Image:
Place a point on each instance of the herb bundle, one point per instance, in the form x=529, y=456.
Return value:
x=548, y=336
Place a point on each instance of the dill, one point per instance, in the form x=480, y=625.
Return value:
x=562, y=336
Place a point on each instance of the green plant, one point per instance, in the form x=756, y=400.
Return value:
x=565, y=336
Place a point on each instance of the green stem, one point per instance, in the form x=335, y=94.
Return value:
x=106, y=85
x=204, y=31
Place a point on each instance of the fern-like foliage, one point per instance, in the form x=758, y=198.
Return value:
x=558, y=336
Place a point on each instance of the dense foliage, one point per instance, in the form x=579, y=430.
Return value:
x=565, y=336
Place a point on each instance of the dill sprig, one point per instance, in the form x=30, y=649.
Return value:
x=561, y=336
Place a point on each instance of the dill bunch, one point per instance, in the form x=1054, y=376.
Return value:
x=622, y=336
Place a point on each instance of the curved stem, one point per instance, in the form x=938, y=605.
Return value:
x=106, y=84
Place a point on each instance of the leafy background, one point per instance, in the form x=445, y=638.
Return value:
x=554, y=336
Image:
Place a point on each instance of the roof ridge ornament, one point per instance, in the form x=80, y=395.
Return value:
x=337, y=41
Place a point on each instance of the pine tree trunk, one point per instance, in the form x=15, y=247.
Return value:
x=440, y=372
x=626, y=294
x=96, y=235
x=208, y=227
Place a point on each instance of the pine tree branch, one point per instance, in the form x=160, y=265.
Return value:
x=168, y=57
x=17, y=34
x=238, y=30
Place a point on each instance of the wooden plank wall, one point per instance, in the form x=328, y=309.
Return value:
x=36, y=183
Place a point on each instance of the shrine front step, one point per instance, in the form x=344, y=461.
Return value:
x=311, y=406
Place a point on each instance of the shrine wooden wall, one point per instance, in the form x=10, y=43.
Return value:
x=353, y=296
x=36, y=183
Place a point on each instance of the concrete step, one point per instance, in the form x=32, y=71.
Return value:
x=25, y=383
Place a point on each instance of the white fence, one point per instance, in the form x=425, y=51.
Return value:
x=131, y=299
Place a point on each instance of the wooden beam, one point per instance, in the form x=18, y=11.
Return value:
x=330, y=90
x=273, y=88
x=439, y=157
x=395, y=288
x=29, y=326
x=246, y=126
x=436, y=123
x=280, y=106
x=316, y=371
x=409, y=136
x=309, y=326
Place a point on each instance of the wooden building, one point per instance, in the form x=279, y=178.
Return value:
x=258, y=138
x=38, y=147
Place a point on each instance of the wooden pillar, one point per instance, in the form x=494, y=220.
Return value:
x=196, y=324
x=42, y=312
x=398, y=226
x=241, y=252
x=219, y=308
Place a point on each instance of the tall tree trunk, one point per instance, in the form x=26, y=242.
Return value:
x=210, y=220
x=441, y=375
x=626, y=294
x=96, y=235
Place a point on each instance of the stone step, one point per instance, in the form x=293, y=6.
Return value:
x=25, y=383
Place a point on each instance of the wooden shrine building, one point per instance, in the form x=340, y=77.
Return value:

++++++++

What you should do -> Each line of the material above should be restated word for word.

Task answer ->
Image:
Place a point on each instance of the herb bundle, one point per instance, in the form x=529, y=456.
Return value:
x=548, y=336
Place a point on each instance of the dill, one point per instance, in the form x=480, y=625.
Return value:
x=562, y=336
Place a point on each instance of the green plant, one point per instance, in the form x=756, y=400.
Return value:
x=565, y=336
Place a point on each instance of the green stem, one point per instance, in the form x=335, y=94.
Return value:
x=106, y=85
x=204, y=31
Place a point on each instance of the fern-like foliage, one point per instance, in the form x=758, y=198.
Return value:
x=558, y=336
Place a point on each instance of the dense foliage, one point per instance, in the form x=579, y=430.
Return value:
x=565, y=336
Place a point on each instance of the dill sprig, one point per instance, in the form x=30, y=649.
Return value:
x=561, y=336
Place a point on each instance of the dill bunch, one point per instance, in the form x=1054, y=376.
Return value:
x=622, y=336
Place a point on each instance of the curved stem, one point per instance, in the form x=938, y=605.
Return value:
x=106, y=84
Place a point on each instance of the leafy background, one point per instance, in the form x=445, y=638.
Return value:
x=554, y=336
Image:
Place a point on each instance of the roof ridge ornament, one point per instance, in the form x=80, y=395.
Return value:
x=337, y=41
Place a point on each instance of the pine tree trunk, one point per instance, in the form x=15, y=247.
Return value:
x=440, y=372
x=626, y=294
x=96, y=235
x=208, y=227
Place a point on each instance of the pine tree branch, one point per instance, in the form x=160, y=265.
Return value:
x=168, y=57
x=17, y=34
x=238, y=30
Place a point on each instance of the wooden plank wall, one point per instance, in the form x=328, y=309.
Return value:
x=36, y=183
Place a point on each instance of the shrine front step, one point per instance, in the form x=344, y=461.
Return value:
x=311, y=406
Place a point on each instance of the shrine wooden wall, one point per instance, in the form x=10, y=43.
Return value:
x=353, y=296
x=36, y=183
Place a point on each instance of the concrete step, one point per instance, in the form x=32, y=71.
Return value:
x=25, y=383
Place a point on each instance of the white fence, one point per instance, in the form x=425, y=51.
Return value:
x=131, y=299
Place a point on each instance of the wooden beam, one point per instance, in the form x=18, y=11.
Return value:
x=330, y=90
x=273, y=88
x=439, y=157
x=395, y=288
x=29, y=326
x=246, y=126
x=436, y=123
x=280, y=106
x=316, y=371
x=409, y=136
x=309, y=326
Place a point on each instance of the wooden building, one point per instance, in the form x=279, y=178.
Return value:
x=258, y=138
x=38, y=147
Place a point on each instance of the wooden pillar, one point per instance, in the form x=494, y=220.
Return value:
x=196, y=324
x=42, y=312
x=398, y=226
x=241, y=252
x=219, y=308
Place a point on each instance of the tall tree trunk, one point per instance, in the form x=26, y=242.
Return value:
x=210, y=220
x=441, y=375
x=626, y=294
x=96, y=235
Place a point on each instance of the stone step, one point per instance, in the form x=293, y=6.
Return value:
x=25, y=383
Place a point on each instance of the wooden shrine building, one point per instance, in the form x=340, y=77.
Return value:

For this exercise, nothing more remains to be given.